■ Directions ■
For the entries that follow, report how many lines include the word "beige" and add nothing.

[Image-grounded pointing data]
══════
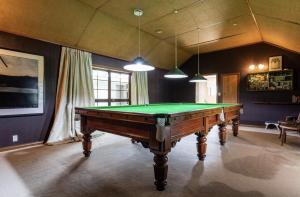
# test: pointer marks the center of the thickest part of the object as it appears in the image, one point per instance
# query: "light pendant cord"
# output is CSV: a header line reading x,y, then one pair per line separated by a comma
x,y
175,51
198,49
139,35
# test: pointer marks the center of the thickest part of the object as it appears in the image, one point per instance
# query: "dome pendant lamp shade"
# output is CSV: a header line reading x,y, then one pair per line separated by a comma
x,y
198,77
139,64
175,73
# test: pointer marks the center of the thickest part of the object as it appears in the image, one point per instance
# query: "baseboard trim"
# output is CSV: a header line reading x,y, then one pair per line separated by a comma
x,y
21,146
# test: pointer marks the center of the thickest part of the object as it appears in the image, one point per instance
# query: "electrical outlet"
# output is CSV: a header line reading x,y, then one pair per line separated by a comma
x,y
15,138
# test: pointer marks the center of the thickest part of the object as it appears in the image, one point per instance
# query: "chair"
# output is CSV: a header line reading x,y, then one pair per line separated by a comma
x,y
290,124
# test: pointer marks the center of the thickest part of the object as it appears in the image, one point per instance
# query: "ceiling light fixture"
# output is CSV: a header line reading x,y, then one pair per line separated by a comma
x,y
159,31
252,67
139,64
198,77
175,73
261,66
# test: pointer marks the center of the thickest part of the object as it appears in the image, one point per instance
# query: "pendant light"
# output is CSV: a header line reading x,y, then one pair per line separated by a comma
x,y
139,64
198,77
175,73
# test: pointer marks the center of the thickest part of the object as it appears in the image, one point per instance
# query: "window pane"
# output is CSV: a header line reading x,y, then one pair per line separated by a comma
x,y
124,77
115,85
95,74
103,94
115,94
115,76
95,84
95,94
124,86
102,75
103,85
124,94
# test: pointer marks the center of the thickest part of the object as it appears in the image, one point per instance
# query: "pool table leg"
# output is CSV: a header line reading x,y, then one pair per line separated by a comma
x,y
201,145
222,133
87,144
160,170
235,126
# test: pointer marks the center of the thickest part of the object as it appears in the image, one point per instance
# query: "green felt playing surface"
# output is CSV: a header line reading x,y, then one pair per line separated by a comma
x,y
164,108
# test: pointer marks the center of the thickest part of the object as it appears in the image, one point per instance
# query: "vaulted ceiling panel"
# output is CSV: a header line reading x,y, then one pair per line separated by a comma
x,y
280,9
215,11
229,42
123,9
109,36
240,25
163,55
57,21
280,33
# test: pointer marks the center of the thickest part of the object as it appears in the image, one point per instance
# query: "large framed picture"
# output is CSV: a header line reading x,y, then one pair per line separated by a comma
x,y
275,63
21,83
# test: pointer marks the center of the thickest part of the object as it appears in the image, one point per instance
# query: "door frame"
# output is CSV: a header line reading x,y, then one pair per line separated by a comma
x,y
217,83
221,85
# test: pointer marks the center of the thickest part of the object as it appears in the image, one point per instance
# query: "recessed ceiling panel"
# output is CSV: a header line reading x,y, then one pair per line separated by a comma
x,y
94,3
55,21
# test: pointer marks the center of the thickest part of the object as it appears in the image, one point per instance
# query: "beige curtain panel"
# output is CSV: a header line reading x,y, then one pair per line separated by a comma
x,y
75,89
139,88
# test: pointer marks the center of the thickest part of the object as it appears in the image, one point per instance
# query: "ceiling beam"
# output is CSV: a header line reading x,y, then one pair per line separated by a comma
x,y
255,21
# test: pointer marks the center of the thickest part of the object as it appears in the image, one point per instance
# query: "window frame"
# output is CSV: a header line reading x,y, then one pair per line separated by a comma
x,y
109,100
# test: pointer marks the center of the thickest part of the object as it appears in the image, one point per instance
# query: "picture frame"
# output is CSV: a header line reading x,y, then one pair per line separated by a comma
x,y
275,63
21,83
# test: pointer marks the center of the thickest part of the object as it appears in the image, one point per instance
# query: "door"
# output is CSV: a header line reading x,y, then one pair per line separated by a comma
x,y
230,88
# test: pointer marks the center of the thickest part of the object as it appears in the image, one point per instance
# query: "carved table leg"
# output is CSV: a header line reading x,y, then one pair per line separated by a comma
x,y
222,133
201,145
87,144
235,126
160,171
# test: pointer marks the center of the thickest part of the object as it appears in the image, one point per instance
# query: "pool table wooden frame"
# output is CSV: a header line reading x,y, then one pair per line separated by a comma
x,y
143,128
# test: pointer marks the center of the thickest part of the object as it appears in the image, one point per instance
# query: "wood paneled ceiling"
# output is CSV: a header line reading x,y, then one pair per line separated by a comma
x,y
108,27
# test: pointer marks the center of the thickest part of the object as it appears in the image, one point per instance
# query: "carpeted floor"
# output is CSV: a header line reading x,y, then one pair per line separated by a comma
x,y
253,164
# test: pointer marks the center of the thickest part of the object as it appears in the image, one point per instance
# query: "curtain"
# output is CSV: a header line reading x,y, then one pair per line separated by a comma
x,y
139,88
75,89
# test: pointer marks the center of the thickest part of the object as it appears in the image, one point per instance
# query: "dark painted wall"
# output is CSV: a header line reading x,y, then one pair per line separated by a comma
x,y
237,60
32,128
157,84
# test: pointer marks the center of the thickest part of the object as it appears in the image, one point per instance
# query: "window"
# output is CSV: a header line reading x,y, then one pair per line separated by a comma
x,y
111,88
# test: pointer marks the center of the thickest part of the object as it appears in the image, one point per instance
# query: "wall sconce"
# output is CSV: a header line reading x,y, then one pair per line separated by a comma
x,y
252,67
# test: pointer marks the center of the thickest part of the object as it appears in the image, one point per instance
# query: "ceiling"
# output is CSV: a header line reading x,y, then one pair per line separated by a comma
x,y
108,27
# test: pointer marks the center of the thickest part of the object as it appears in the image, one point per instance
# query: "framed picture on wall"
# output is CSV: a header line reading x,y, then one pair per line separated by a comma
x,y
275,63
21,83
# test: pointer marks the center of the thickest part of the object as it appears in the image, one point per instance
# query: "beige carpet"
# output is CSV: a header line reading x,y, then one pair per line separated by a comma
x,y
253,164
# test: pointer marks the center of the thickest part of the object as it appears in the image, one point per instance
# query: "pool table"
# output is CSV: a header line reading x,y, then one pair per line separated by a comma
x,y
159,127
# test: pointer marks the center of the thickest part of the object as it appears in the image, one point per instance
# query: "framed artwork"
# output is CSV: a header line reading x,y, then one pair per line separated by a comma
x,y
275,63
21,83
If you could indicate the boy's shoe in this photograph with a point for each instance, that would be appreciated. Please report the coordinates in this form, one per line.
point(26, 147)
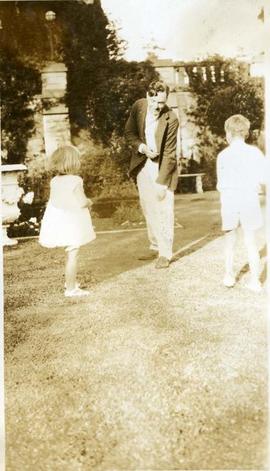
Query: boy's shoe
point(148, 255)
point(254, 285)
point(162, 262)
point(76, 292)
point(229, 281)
══════
■ Expected output ■
2